● What the exercise asks: Return the run of lines below that opens with the line containing "Could you point to every instance of the framed" and closes with the line containing "Could you point to every instance of the green", keeping each one exact.

[Region pointing data]

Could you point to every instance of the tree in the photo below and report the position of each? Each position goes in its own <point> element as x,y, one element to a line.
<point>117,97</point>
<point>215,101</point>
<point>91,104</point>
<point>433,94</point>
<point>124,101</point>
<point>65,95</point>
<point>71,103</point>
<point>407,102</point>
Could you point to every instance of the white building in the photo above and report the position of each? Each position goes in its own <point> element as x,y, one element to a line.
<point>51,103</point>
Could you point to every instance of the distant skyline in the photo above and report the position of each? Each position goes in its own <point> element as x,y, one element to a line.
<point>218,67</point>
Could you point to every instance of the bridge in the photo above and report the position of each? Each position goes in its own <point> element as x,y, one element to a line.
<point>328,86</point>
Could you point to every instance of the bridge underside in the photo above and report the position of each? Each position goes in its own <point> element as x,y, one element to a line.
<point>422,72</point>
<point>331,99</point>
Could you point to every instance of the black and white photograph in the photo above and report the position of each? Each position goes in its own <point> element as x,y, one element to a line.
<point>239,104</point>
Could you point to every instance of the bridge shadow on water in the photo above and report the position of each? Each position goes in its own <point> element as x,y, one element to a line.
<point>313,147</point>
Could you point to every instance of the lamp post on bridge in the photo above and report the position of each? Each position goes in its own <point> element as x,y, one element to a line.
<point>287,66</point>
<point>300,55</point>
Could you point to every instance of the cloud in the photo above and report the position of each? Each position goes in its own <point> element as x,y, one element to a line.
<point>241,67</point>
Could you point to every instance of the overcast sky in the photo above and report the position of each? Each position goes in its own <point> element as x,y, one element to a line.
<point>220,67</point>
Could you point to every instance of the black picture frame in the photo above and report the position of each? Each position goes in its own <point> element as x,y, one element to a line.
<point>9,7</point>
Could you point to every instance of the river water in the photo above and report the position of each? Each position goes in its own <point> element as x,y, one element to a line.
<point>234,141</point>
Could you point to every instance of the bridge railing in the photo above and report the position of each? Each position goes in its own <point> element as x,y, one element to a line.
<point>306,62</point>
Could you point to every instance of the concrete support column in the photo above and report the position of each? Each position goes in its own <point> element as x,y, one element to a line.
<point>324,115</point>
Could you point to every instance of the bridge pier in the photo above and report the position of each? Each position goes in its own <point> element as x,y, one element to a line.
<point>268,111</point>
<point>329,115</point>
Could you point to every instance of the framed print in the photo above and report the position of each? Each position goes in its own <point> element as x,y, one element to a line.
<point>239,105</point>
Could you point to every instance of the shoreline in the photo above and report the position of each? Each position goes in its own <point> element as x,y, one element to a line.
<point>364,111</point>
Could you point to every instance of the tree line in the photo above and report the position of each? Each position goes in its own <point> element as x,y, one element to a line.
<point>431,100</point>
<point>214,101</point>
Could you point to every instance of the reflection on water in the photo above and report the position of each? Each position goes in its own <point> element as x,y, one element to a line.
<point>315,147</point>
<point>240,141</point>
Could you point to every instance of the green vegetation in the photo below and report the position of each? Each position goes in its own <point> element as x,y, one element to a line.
---
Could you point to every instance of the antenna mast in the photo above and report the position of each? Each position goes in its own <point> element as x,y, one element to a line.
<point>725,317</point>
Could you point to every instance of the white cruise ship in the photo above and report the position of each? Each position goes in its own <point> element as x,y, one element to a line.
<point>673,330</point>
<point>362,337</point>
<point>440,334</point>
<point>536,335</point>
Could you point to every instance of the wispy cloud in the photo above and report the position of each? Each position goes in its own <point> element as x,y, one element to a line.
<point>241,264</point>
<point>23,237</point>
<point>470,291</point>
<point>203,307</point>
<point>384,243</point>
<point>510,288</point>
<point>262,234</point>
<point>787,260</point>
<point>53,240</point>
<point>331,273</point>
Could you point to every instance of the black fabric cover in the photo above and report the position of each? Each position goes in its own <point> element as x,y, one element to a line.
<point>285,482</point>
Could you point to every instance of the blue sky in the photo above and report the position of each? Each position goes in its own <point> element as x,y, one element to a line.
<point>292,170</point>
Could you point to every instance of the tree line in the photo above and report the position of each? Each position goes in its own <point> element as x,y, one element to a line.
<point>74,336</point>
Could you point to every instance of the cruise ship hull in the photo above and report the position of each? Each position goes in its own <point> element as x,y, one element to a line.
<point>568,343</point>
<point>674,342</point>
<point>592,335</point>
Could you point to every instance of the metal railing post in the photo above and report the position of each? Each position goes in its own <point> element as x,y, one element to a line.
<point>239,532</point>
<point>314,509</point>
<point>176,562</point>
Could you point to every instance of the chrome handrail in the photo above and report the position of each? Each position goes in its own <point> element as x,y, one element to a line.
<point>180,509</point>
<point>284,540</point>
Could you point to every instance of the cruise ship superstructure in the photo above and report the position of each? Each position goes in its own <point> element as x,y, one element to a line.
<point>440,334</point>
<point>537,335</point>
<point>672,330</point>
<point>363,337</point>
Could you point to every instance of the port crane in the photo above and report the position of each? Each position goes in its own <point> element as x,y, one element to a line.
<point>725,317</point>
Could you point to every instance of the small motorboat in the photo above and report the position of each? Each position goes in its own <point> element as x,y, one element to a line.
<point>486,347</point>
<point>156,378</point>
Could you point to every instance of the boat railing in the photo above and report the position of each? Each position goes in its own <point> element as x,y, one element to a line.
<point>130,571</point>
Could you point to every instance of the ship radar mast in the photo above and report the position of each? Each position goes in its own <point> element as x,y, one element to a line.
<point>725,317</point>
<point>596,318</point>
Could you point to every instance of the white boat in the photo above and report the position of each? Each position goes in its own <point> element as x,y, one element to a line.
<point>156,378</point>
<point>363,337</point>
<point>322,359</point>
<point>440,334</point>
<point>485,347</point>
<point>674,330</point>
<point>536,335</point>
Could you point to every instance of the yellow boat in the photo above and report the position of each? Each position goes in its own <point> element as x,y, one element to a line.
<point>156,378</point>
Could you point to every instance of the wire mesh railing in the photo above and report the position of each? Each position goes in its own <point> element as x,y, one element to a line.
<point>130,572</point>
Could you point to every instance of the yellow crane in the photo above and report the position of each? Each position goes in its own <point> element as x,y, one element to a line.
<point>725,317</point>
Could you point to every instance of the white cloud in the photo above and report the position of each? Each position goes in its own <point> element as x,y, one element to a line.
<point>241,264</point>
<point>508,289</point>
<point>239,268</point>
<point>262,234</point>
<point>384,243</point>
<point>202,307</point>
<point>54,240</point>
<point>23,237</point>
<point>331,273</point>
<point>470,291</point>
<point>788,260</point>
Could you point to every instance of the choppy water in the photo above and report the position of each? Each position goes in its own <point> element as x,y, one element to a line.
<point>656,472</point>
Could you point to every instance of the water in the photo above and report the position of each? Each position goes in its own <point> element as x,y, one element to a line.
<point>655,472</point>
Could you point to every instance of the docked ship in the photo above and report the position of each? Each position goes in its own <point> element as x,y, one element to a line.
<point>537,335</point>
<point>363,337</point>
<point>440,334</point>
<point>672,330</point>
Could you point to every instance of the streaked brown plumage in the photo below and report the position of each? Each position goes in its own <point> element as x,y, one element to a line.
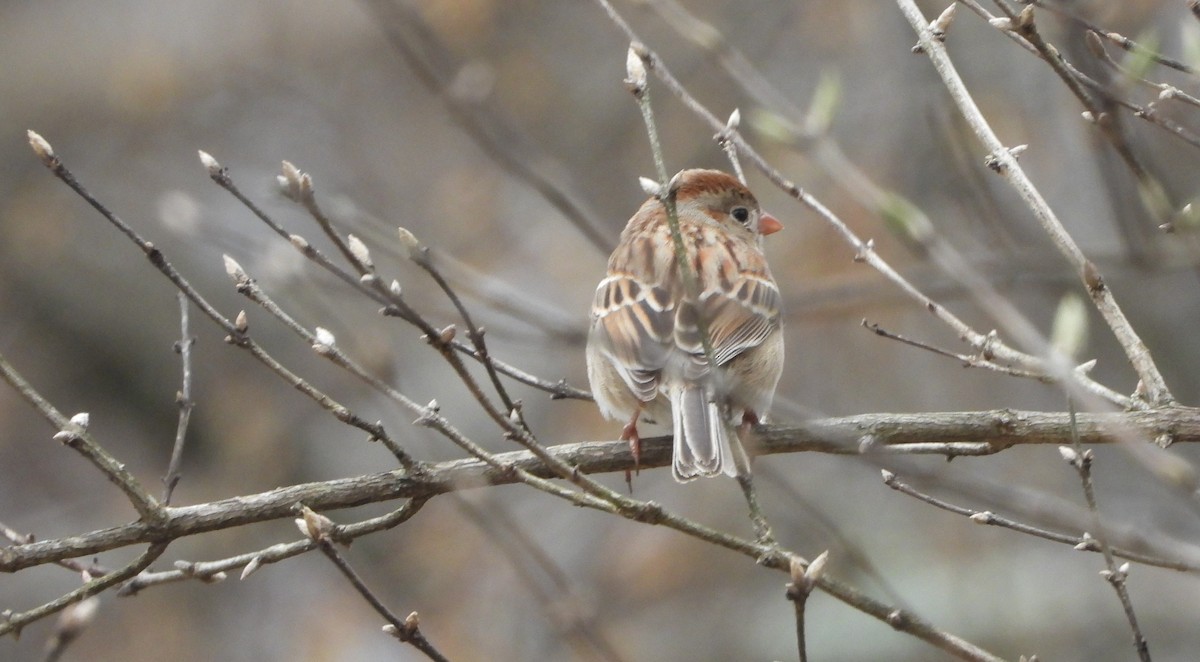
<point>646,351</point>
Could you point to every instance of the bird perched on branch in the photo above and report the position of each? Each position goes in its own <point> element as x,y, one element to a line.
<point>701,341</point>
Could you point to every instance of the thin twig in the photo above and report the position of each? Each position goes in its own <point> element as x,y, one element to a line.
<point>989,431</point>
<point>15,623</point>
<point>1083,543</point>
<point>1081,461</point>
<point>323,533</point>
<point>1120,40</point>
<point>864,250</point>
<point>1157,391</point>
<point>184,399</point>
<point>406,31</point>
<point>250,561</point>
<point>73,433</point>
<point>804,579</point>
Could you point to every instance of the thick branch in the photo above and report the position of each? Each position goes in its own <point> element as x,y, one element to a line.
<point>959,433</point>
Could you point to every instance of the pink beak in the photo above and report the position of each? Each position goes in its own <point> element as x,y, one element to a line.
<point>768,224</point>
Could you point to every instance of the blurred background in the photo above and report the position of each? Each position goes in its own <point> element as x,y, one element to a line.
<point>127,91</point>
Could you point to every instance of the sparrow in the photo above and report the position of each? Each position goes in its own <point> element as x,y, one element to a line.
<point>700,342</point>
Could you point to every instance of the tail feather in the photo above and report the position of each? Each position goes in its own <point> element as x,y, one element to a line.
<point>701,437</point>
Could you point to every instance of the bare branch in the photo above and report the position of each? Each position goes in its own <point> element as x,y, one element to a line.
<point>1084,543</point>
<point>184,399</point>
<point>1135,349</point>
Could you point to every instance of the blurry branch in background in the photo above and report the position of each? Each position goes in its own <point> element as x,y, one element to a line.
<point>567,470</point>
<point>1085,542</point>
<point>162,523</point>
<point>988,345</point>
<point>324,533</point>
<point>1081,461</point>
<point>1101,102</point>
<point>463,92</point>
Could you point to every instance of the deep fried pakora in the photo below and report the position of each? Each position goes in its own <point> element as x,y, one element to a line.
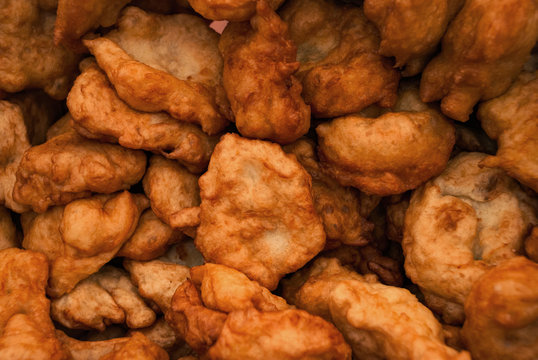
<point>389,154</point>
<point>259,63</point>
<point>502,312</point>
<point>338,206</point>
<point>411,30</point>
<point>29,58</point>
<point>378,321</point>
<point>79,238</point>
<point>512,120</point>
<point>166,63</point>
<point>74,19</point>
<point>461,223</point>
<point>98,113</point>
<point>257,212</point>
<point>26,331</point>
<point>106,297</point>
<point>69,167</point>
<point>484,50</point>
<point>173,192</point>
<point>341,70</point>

● Result for this task:
Could you point to every instance of the framed print in the photo above and report the position of each? Each position goes in its own <point> element as x,y, one element to a line.
<point>239,105</point>
Could you point to every instance of the shoreline in the photo above and report the position of each? Each position goes in its own <point> element as x,y, one element to a line.
<point>364,111</point>
Could you point to every instance of the tree line in the photo above and report the position of each? Each position goes in its own <point> element as x,y, one element to a line.
<point>431,100</point>
<point>214,101</point>
Could you point to every instance of the reflection on water in the photo above and report the position of each? Each position goes in its own <point> element as x,y, one element to a line.
<point>315,147</point>
<point>240,141</point>
Could you point to every instance of the green vegetation in the photo below and report the position of each? Each position goes in its own <point> element as x,y, one element to a line.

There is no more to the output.